# What you should do
Nothing other than the lines from the one containing "Mark the domed" through the close of the entries below should be printed, each exactly.

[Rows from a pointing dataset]
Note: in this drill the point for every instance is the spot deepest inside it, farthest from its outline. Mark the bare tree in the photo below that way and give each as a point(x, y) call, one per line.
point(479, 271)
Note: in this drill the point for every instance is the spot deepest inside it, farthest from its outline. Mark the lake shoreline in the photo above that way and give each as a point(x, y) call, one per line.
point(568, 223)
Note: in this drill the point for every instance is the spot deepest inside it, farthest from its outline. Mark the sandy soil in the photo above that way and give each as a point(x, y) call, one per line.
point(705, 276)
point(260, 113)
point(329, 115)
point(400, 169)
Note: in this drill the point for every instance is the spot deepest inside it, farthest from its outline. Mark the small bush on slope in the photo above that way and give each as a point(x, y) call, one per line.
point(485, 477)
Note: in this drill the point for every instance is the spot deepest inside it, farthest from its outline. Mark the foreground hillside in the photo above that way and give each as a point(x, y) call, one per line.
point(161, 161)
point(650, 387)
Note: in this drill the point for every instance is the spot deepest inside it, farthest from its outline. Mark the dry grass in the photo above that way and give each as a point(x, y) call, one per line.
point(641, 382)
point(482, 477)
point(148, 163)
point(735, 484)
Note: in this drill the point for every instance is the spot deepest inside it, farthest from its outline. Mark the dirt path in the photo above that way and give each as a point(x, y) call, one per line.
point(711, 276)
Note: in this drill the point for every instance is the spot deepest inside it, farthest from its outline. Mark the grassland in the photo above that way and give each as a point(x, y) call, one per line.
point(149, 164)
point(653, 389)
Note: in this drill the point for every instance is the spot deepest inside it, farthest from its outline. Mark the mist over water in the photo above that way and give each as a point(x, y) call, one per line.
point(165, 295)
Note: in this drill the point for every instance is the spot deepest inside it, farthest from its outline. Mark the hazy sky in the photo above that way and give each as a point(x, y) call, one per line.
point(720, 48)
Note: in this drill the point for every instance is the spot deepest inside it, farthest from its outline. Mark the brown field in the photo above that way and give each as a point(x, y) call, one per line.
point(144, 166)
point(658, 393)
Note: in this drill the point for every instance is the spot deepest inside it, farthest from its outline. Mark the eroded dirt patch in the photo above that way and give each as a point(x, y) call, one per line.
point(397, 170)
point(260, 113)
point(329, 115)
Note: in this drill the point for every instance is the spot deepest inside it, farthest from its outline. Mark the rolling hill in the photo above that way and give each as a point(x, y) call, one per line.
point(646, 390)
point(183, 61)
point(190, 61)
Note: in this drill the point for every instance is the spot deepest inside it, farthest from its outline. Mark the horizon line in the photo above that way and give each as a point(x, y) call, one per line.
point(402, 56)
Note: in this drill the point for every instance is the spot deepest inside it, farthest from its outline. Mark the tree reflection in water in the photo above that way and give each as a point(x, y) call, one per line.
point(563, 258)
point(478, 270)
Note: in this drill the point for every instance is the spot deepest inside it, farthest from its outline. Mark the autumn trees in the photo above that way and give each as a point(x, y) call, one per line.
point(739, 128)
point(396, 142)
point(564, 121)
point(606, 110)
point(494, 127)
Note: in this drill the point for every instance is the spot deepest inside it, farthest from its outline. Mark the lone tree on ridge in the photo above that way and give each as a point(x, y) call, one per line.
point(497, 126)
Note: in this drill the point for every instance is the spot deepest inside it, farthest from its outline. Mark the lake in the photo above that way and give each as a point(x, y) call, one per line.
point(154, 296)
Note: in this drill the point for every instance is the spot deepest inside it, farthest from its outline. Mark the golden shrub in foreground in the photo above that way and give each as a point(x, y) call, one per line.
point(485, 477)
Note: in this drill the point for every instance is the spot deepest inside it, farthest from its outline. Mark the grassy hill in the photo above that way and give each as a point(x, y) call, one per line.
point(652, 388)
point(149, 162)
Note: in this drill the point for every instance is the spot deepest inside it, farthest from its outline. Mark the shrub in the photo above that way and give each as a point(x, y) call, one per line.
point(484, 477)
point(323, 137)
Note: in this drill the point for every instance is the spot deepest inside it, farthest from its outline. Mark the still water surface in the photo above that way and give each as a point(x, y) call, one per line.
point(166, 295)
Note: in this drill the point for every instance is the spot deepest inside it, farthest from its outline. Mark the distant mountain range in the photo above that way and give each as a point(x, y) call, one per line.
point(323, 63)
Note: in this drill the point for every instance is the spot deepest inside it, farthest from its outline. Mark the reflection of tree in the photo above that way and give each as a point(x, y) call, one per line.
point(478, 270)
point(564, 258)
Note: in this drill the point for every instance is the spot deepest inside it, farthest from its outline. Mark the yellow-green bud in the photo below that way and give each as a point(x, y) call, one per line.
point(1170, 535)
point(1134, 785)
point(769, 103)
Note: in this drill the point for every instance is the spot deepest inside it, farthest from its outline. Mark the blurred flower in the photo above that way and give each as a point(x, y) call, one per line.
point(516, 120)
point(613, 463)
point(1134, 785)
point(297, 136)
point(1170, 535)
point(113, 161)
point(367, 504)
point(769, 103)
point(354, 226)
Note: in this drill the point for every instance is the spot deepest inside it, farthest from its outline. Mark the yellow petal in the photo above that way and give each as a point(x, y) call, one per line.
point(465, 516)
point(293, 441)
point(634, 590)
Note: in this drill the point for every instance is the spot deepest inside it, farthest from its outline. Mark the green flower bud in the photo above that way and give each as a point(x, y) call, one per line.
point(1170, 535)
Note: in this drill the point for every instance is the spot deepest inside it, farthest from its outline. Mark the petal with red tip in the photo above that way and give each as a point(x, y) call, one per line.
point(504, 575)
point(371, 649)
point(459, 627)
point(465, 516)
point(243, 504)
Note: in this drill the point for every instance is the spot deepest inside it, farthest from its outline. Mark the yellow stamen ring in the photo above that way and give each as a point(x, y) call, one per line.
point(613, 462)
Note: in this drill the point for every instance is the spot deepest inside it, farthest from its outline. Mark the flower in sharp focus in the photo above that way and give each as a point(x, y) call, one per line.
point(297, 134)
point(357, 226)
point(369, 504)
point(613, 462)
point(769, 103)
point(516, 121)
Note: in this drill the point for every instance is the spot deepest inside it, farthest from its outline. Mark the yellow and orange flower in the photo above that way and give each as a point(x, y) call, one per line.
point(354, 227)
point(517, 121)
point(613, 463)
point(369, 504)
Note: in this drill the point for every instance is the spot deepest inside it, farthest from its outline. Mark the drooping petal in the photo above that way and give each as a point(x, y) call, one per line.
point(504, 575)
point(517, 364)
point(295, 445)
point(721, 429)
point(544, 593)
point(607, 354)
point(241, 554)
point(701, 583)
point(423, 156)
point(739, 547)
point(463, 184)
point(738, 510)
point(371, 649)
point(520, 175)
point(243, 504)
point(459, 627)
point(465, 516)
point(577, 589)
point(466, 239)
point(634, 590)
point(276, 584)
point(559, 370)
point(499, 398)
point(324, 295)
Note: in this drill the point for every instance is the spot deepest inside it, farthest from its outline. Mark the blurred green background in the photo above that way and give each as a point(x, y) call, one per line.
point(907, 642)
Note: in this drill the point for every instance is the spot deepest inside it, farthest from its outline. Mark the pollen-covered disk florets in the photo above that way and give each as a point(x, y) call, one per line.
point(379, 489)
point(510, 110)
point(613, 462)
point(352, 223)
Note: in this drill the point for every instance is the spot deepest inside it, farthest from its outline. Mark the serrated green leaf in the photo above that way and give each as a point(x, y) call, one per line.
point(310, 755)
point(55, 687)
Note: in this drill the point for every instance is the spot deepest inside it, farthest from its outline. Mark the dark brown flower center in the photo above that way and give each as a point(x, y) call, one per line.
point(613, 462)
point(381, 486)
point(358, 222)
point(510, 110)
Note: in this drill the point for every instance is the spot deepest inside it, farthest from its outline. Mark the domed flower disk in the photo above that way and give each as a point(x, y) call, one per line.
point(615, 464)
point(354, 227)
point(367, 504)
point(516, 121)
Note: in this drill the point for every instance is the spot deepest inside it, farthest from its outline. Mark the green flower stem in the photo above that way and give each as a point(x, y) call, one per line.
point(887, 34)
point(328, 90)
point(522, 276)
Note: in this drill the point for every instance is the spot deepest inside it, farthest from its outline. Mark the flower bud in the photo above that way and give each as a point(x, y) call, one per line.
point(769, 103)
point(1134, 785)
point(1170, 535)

# Result of this task
Note: in this drill the point for every instance is the spot deepest inside it, farthest from its outline. Mark the domed flower disk in the photo above that way and give each as a point(x, y) call, one per line.
point(615, 464)
point(354, 227)
point(367, 504)
point(516, 121)
Note: in this drill the point for every instance is the spot deepest inside it, farthest from its outline. Mark the green flower stem in the photo above that way and give each as a point(x, y) call, one per line.
point(887, 34)
point(328, 90)
point(522, 276)
Note: in this drill the point for every instance is the spot deepest inside it, farthest from its outline. Mark the flower bud in the photo above that way and give each as a point(x, y) call, one per line.
point(769, 103)
point(1134, 785)
point(1170, 535)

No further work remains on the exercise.